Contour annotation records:
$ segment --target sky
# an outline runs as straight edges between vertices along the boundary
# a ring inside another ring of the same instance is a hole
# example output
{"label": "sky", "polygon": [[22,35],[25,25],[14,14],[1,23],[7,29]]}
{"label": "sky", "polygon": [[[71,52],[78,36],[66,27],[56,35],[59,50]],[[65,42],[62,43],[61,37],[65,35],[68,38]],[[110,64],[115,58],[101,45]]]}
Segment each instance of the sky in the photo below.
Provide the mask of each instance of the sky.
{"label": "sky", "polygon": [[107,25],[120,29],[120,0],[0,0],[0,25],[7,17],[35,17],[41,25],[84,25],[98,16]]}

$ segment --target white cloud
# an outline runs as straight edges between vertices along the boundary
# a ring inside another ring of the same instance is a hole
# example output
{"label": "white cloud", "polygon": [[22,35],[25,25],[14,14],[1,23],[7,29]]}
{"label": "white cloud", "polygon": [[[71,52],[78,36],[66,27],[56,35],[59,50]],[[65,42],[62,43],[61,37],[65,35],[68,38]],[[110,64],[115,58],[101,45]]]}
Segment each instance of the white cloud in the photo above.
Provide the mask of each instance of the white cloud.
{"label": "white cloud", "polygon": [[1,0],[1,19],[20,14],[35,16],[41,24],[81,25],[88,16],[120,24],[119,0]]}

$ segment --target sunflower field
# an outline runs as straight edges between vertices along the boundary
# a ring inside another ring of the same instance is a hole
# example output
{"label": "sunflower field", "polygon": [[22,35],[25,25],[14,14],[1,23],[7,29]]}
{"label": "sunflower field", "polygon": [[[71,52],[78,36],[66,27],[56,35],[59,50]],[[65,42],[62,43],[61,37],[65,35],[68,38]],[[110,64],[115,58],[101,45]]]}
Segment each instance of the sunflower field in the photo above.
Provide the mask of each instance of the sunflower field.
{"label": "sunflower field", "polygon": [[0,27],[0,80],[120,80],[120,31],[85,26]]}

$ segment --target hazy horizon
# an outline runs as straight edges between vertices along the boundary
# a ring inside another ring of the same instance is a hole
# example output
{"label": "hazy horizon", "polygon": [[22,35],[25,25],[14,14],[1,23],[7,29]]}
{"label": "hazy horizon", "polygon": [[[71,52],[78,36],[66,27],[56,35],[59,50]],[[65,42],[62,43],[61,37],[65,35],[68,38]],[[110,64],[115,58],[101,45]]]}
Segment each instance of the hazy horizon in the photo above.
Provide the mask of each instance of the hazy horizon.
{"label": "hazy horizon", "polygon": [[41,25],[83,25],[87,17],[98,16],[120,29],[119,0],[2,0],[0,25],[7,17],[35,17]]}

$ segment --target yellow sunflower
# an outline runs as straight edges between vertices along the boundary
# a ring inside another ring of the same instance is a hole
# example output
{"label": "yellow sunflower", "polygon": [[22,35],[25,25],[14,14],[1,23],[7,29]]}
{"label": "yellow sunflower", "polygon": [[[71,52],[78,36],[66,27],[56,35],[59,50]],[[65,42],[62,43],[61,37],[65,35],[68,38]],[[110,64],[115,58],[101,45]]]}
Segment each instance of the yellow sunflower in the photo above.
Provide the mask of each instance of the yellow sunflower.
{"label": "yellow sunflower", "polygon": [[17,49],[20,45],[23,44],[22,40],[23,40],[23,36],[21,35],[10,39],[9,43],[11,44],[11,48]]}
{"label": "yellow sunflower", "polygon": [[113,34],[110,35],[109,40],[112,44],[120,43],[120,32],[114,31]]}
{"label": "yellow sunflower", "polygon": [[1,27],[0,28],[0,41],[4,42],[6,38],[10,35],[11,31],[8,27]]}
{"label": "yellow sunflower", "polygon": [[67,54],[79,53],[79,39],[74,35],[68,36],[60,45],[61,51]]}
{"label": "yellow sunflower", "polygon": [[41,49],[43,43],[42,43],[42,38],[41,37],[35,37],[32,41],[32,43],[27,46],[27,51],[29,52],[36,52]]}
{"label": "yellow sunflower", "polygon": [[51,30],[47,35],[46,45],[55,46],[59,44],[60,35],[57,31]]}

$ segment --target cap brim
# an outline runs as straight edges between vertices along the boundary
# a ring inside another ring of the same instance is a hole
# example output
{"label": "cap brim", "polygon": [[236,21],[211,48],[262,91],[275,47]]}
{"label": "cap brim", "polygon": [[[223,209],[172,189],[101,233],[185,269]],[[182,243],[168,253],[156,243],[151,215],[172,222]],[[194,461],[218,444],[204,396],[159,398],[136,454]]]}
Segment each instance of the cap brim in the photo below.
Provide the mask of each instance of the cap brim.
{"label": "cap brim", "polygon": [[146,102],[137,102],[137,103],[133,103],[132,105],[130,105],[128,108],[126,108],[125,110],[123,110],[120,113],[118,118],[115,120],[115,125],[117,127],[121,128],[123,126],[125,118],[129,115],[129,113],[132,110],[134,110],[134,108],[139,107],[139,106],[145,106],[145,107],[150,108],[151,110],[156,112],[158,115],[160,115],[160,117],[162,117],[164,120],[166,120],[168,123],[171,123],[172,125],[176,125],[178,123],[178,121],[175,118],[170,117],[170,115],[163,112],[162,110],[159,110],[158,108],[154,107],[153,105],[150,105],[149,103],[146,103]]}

*Task goal*
Please extract every line of the items above that contains the string "below". Case counts, so copy only lines where the capitalization matches.

*Right answer*
Segment each instance of the sky in the photo below.
Segment each instance of the cap brim in the photo below.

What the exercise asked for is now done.